演習課題 a →
後に示すエントリのうち、「target | shadowed rock face」を含む行からエントリの末尾までを、「shadowed」を「dark」に置き換えて編集し、ほかは一切変えずにその範囲だけを示してください。

本文 →
:::

本発明は、せん断加工方法およびせん断加工装置に関する。
せん断加工は、例えば自動車、鉄道車両、建材、船舶、家電製品などに用いられる金属部品の製造において、金属部材の切断、打抜き、穴抜き、シェービング、トリミングなどのために実施される。一般的に、せん断加工は、部材に当接された下刃に対して上側から上刃を押し込むことによって実行される。このとき、部材は上刃と下刃との間で塑性変形し、最終的には破断する。このようなせん断加工では、破断後の部材端面に塑性変形に伴う加工硬化の影響を受けた部分が残ることが知られている。後工程としてフランジアップなどを実施する場合、加工硬化の影響を受けた部分には割れが発生することがある。

:::

元データ →
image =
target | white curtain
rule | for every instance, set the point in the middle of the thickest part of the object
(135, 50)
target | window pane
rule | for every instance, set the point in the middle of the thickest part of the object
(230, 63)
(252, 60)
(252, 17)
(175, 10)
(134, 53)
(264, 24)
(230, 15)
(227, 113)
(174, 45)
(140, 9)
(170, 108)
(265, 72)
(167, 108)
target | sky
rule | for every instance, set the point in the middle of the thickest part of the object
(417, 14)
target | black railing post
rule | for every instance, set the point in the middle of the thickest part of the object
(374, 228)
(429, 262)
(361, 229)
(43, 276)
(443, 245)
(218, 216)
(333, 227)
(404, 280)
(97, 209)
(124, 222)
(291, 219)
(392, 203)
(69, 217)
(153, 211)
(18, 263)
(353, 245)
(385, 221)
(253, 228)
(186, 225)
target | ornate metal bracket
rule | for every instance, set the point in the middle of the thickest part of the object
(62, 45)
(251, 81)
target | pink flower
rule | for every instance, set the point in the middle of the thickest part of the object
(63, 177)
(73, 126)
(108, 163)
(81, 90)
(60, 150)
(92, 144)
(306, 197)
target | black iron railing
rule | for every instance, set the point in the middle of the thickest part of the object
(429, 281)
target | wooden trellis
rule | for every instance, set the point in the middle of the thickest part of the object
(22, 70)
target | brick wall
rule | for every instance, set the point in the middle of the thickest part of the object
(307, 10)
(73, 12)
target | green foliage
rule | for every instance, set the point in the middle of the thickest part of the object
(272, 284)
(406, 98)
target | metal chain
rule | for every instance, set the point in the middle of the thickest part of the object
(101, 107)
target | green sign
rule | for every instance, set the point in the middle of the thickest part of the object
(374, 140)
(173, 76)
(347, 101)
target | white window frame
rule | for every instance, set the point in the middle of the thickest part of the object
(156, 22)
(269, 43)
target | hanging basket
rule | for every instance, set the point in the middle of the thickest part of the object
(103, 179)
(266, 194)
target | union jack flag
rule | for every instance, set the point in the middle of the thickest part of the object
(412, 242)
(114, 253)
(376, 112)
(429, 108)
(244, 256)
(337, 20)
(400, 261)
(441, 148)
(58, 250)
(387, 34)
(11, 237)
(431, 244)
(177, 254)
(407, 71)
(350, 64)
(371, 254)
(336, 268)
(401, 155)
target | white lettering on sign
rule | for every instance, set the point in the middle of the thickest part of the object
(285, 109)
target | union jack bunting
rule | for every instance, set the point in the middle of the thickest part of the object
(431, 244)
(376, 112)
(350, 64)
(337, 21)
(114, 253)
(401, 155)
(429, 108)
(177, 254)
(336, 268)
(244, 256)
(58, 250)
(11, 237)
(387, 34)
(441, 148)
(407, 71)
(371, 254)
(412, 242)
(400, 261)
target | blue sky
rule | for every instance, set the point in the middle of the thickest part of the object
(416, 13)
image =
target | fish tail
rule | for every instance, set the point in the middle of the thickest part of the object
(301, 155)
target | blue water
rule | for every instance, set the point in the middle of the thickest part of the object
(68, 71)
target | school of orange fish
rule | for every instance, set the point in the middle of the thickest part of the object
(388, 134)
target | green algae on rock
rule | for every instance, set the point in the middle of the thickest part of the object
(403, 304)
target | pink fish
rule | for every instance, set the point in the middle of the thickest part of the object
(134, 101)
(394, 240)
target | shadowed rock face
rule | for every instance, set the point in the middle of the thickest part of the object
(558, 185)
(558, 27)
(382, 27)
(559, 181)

:::

演習課題 b →
上に示したせん断加工についての本文を、最後の文の後から書き進めてください。

出力結果 a →
target | dark rock face
rule | for every instance, set the point in the middle of the thickest part of the object
(558, 185)
(558, 27)
(382, 27)
(559, 181)

出力結果 b →
そこで、せん断加工時の部材の加工硬化を抑制して伸びフランジ加工性に優れるせん断加工面を得るための技術が、種々提案されている。例えば、特許文献1には、数値シミュレーションを利用してパンチ刃の傾斜角度を適切に設定することによって、伸びフランジ加工性に優れるせん断加工面を得る技術が記載されている。また、特許文献2には、後工程における伸びフランジ割れのシミュレーションに基づいて判定された危険部位から外れるにしたがってクリアランスを徐々に大きくすることによって、伸びフランジ加工性に優れるせん断加工面を得る技術が記載されている。
特開2011-88152号公報 特開2016-87642号公報
しかしながら、例えば上記の特許文献1,2に記載された技術を採用しても、部材端面に塑性変形に伴う加工硬化の影響を受けた部分が残らなくなるわけではない。これは、せん断加工において上刃と下刃とを結ぶ面に沿って破断面が発生するときに、既に発生している加工硬化領域を横切って破断面が発生するためである。これは、換言すれば、せん断加工において上刃と下刃とを結ぶ面から離れた位置に破断面を発生させることができれば、破断後の部材端面に残る加工硬化領域をより小さくすることができる可能性があるということである。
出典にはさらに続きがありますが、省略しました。